#### Task brief
Scan the data below and copy each line where "vegetation" occurs.

Point localization data:
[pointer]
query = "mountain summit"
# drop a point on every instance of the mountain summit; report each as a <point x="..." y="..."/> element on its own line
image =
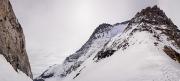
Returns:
<point x="145" y="48"/>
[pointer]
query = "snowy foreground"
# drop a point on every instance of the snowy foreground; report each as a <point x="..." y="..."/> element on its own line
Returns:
<point x="7" y="73"/>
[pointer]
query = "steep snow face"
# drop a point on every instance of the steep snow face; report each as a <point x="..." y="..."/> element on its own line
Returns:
<point x="12" y="40"/>
<point x="147" y="50"/>
<point x="96" y="42"/>
<point x="7" y="73"/>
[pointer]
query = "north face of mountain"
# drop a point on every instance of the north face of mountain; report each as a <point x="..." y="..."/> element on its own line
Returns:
<point x="145" y="48"/>
<point x="12" y="40"/>
<point x="100" y="37"/>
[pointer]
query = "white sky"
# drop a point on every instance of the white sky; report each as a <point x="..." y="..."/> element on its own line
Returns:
<point x="56" y="28"/>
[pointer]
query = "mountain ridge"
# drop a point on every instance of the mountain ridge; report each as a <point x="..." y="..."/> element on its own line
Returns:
<point x="150" y="28"/>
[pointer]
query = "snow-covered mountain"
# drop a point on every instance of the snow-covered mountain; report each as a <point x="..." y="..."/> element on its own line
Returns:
<point x="148" y="49"/>
<point x="14" y="63"/>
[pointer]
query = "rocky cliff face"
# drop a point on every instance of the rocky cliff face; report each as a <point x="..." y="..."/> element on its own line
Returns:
<point x="12" y="40"/>
<point x="147" y="49"/>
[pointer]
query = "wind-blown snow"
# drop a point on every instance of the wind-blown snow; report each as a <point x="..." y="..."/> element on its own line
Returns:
<point x="132" y="64"/>
<point x="7" y="72"/>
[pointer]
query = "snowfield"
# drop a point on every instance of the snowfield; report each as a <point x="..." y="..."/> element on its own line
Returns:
<point x="7" y="72"/>
<point x="132" y="64"/>
<point x="147" y="49"/>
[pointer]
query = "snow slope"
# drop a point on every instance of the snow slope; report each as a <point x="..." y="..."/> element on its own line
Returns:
<point x="147" y="50"/>
<point x="7" y="72"/>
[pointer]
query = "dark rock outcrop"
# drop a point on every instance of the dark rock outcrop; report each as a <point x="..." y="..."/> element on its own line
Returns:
<point x="12" y="40"/>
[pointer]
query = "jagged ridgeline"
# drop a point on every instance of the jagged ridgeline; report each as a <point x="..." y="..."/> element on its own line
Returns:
<point x="147" y="47"/>
<point x="12" y="40"/>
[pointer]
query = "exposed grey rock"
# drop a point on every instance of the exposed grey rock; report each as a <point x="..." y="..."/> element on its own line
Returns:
<point x="12" y="40"/>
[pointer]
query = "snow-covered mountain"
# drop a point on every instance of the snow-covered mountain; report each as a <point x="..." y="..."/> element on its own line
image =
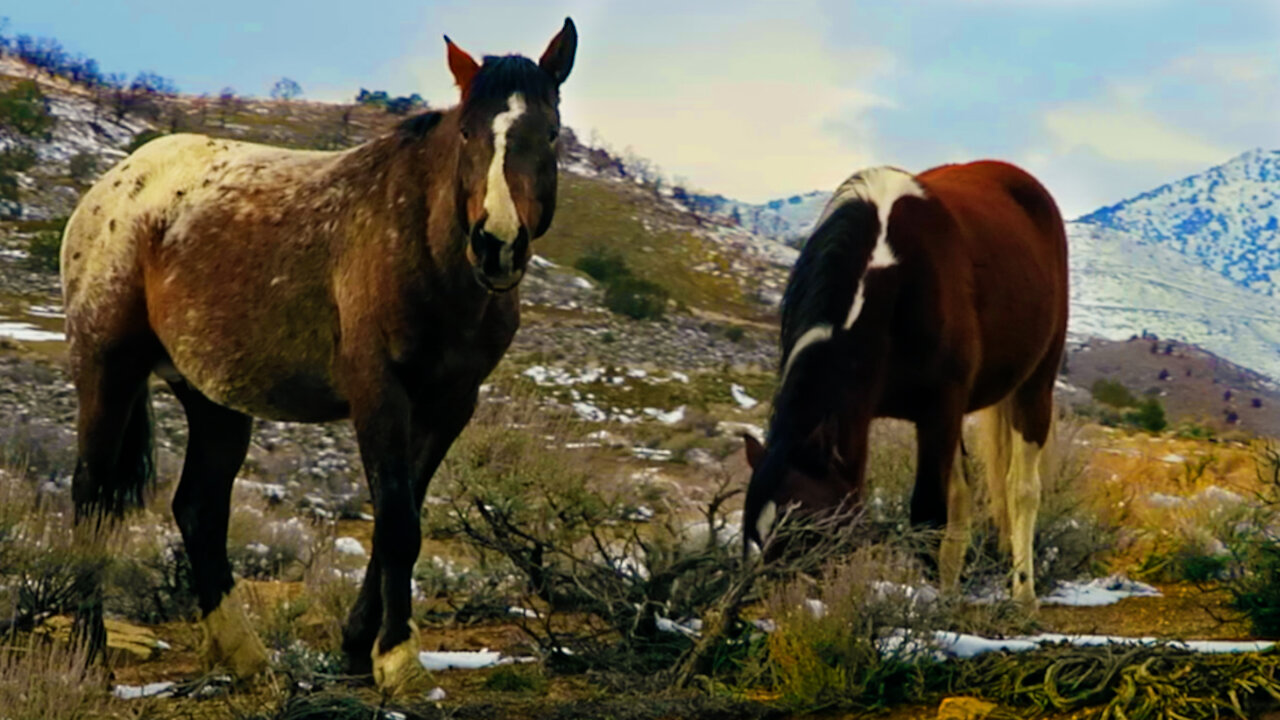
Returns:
<point x="787" y="220"/>
<point x="1196" y="260"/>
<point x="1226" y="219"/>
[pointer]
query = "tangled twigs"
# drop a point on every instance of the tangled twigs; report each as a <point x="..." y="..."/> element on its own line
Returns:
<point x="1141" y="683"/>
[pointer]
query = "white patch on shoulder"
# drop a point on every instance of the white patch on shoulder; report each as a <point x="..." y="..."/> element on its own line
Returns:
<point x="818" y="333"/>
<point x="856" y="308"/>
<point x="882" y="187"/>
<point x="503" y="222"/>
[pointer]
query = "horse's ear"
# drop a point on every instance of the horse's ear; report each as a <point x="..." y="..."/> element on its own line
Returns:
<point x="754" y="450"/>
<point x="462" y="65"/>
<point x="558" y="58"/>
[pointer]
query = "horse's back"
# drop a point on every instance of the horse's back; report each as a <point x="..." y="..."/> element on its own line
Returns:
<point x="140" y="195"/>
<point x="186" y="240"/>
<point x="1009" y="236"/>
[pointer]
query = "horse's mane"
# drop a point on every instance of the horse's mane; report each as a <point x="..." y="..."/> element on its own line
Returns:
<point x="501" y="76"/>
<point x="817" y="299"/>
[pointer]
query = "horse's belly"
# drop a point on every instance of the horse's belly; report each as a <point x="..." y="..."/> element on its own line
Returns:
<point x="260" y="369"/>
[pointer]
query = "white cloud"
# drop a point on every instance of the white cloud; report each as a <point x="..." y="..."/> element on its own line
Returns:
<point x="1127" y="135"/>
<point x="752" y="104"/>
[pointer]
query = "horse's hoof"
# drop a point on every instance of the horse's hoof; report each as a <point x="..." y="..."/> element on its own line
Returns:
<point x="231" y="642"/>
<point x="1025" y="596"/>
<point x="398" y="670"/>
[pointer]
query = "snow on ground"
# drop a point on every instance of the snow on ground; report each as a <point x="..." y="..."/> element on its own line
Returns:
<point x="1098" y="592"/>
<point x="348" y="546"/>
<point x="151" y="689"/>
<point x="26" y="332"/>
<point x="466" y="660"/>
<point x="744" y="401"/>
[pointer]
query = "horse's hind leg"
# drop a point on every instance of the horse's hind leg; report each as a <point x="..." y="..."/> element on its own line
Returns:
<point x="1032" y="423"/>
<point x="941" y="495"/>
<point x="218" y="441"/>
<point x="114" y="461"/>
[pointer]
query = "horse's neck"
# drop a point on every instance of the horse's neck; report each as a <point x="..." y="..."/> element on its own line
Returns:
<point x="410" y="186"/>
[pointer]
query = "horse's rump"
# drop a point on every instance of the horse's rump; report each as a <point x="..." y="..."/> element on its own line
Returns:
<point x="223" y="246"/>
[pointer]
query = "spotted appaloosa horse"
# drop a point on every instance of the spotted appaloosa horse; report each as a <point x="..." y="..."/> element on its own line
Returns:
<point x="375" y="283"/>
<point x="922" y="297"/>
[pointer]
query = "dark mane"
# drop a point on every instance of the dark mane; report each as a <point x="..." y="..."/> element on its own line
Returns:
<point x="819" y="292"/>
<point x="501" y="76"/>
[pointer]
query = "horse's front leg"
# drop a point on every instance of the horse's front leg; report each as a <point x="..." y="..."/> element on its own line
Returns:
<point x="434" y="428"/>
<point x="382" y="415"/>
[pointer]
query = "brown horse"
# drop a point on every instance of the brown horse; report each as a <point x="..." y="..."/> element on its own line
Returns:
<point x="375" y="283"/>
<point x="922" y="297"/>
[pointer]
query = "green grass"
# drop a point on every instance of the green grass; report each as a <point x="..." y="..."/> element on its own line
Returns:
<point x="595" y="215"/>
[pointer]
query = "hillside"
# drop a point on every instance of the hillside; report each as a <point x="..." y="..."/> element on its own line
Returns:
<point x="1191" y="260"/>
<point x="1225" y="218"/>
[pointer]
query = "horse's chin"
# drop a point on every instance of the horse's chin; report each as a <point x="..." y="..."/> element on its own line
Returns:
<point x="498" y="288"/>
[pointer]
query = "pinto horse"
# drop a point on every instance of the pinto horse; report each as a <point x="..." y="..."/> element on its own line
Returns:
<point x="920" y="297"/>
<point x="374" y="283"/>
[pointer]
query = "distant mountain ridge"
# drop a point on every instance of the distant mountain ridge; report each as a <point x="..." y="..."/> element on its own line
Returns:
<point x="1197" y="259"/>
<point x="789" y="219"/>
<point x="1225" y="218"/>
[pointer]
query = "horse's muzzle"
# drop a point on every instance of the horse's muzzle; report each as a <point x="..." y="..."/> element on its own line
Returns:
<point x="498" y="264"/>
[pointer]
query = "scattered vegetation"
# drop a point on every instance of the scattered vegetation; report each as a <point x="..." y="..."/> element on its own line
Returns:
<point x="624" y="292"/>
<point x="44" y="251"/>
<point x="401" y="105"/>
<point x="82" y="167"/>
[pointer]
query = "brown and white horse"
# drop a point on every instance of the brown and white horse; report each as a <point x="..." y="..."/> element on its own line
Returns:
<point x="375" y="283"/>
<point x="922" y="297"/>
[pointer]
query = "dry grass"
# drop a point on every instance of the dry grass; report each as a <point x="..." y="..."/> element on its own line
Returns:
<point x="44" y="680"/>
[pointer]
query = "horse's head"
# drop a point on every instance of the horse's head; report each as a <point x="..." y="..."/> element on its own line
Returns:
<point x="508" y="124"/>
<point x="805" y="484"/>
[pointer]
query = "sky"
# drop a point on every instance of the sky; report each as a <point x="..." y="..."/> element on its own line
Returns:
<point x="1100" y="99"/>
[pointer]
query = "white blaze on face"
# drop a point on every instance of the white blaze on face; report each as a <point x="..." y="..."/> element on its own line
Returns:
<point x="768" y="514"/>
<point x="502" y="219"/>
<point x="818" y="333"/>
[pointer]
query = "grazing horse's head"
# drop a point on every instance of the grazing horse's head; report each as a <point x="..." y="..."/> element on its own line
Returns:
<point x="508" y="124"/>
<point x="805" y="482"/>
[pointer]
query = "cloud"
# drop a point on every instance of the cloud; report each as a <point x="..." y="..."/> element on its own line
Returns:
<point x="752" y="104"/>
<point x="1127" y="135"/>
<point x="759" y="112"/>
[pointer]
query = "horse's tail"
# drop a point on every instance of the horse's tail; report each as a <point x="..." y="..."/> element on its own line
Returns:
<point x="996" y="451"/>
<point x="135" y="468"/>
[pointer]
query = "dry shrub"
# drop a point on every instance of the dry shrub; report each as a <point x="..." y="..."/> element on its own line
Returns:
<point x="41" y="680"/>
<point x="828" y="647"/>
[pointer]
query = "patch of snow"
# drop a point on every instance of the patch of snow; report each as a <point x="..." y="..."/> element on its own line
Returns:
<point x="732" y="428"/>
<point x="151" y="689"/>
<point x="466" y="660"/>
<point x="26" y="332"/>
<point x="1098" y="592"/>
<point x="744" y="401"/>
<point x="690" y="628"/>
<point x="348" y="546"/>
<point x="652" y="454"/>
<point x="666" y="418"/>
<point x="640" y="514"/>
<point x="590" y="413"/>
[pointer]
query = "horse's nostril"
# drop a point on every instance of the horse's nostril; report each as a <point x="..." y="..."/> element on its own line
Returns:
<point x="520" y="250"/>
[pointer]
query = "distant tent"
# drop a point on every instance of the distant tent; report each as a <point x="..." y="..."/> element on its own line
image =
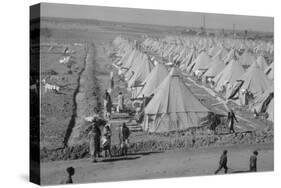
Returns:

#### Expected answer
query = "scattered vegetation"
# drop a point on every instance of the scattered vegetation; report each as a <point x="..." y="..."/> element on its own line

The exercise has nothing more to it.